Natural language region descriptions
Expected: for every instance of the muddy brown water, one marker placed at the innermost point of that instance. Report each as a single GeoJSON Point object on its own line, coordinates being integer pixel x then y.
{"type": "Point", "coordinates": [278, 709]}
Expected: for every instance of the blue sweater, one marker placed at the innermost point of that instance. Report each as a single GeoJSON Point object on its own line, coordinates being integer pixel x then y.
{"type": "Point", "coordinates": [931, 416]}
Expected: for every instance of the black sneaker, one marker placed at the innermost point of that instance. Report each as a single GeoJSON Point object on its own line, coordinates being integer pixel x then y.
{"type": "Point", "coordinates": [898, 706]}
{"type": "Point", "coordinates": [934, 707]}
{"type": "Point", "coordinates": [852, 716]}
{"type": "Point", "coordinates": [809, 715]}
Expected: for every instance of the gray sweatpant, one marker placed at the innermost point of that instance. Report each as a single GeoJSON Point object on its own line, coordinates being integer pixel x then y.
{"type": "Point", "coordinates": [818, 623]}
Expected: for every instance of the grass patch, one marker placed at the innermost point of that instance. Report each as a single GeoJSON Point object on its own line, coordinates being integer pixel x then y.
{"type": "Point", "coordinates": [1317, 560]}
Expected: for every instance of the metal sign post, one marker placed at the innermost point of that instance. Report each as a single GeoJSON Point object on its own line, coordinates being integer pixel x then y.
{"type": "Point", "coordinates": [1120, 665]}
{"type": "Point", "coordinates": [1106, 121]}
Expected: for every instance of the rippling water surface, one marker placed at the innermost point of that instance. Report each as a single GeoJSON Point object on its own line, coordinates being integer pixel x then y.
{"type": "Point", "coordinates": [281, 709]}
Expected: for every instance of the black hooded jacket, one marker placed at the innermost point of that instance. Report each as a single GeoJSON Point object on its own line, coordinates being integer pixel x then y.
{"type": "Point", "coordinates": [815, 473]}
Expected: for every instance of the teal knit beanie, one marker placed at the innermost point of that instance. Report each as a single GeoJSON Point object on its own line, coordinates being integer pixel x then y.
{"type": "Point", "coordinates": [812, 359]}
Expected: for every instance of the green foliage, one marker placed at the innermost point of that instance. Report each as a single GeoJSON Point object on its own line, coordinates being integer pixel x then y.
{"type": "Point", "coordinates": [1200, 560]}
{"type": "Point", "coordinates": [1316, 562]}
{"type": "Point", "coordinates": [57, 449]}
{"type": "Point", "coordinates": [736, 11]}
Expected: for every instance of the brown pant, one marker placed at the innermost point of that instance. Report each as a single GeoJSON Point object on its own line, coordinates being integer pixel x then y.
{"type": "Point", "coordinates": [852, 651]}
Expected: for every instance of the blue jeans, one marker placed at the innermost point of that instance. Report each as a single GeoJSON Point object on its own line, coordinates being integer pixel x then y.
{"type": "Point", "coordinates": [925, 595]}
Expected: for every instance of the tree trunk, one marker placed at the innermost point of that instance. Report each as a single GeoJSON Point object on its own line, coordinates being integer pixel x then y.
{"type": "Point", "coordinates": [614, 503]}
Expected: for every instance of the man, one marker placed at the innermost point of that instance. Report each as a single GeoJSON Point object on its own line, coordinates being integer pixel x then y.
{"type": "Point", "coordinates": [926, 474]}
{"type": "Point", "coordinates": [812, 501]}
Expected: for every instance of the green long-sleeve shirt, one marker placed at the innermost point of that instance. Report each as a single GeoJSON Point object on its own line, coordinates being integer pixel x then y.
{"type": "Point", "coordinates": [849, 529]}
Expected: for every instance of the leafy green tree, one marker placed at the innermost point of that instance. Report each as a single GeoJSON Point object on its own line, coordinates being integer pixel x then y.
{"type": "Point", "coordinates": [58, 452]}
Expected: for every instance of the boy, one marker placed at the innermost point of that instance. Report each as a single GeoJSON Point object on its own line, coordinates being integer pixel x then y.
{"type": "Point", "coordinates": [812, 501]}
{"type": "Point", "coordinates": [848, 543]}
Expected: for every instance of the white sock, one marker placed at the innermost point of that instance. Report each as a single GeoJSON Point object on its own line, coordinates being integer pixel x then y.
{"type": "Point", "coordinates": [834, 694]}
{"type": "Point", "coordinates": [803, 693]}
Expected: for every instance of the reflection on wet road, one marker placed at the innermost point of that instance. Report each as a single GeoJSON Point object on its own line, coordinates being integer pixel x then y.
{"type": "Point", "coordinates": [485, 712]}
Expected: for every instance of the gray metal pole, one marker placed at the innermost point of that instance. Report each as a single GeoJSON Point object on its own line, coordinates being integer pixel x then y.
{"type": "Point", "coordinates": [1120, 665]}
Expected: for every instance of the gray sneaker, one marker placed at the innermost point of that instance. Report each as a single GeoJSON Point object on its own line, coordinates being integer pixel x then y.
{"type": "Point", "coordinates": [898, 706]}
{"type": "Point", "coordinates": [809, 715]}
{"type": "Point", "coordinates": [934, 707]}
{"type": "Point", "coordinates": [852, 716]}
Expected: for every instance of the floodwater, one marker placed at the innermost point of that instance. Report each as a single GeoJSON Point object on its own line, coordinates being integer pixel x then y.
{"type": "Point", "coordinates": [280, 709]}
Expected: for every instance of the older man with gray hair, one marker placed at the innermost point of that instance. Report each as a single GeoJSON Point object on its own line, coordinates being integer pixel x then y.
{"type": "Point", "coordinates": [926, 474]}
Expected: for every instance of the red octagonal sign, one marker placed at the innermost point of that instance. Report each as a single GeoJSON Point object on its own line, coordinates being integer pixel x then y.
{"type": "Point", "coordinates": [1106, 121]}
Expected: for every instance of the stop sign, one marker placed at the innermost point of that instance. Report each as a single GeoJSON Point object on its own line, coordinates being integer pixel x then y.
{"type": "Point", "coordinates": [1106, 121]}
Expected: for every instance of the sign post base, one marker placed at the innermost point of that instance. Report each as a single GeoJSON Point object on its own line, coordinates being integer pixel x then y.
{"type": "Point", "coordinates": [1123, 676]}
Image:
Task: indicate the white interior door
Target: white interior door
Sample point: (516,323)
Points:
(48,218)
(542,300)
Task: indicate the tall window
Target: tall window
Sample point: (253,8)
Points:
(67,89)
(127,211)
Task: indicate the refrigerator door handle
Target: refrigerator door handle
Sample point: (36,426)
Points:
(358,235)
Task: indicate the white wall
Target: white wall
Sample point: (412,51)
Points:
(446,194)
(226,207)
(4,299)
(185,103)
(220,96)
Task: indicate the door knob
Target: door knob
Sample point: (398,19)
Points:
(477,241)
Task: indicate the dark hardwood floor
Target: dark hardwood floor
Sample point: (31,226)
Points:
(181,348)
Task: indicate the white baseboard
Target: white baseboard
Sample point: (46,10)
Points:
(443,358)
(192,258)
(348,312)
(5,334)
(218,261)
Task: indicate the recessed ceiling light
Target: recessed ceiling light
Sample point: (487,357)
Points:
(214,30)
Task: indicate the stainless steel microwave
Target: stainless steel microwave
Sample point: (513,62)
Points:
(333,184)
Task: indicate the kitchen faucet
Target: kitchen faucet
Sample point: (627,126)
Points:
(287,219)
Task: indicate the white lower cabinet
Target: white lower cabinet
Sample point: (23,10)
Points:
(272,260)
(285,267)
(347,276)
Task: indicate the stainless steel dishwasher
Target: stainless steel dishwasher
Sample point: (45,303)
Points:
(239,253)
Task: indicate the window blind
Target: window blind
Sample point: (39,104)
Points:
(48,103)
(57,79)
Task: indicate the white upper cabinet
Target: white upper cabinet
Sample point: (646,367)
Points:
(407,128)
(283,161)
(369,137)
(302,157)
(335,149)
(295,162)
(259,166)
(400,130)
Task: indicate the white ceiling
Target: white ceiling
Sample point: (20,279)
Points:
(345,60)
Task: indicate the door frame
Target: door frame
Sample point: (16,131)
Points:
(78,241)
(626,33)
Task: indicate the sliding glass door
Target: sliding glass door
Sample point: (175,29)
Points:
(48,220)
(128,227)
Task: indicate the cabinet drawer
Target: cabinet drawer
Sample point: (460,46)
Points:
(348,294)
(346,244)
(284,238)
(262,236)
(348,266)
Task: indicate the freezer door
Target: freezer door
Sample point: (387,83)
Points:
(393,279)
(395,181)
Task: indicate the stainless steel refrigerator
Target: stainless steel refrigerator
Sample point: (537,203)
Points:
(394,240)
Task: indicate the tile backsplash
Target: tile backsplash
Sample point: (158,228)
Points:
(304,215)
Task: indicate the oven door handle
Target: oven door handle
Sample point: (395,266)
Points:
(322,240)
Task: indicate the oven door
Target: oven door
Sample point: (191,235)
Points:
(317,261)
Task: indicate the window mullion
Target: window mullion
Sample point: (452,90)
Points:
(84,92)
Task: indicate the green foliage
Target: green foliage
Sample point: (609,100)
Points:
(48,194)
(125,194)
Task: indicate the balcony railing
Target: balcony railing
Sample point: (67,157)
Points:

● **Work order**:
Your answer should be the lines above that contain the word "handle", copied out.

● **Completed exercise**:
Task: indicate the refrigerator door handle
Target: refrigerator door handle
Task: indicate the oven door handle
Target: oven door handle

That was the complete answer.